> [WHAT YOU HAVE TO DO]: Copy the entries below in full, keeping them exactly as they are.

= = = =

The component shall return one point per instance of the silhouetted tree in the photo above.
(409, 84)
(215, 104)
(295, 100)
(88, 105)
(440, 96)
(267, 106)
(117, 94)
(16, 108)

= = = =

> [RESPONSE TO THIS EXERCISE]:
The component shall return one point per instance of the silhouetted tree in the photo above.
(409, 84)
(215, 104)
(295, 100)
(88, 105)
(440, 96)
(267, 106)
(117, 94)
(16, 108)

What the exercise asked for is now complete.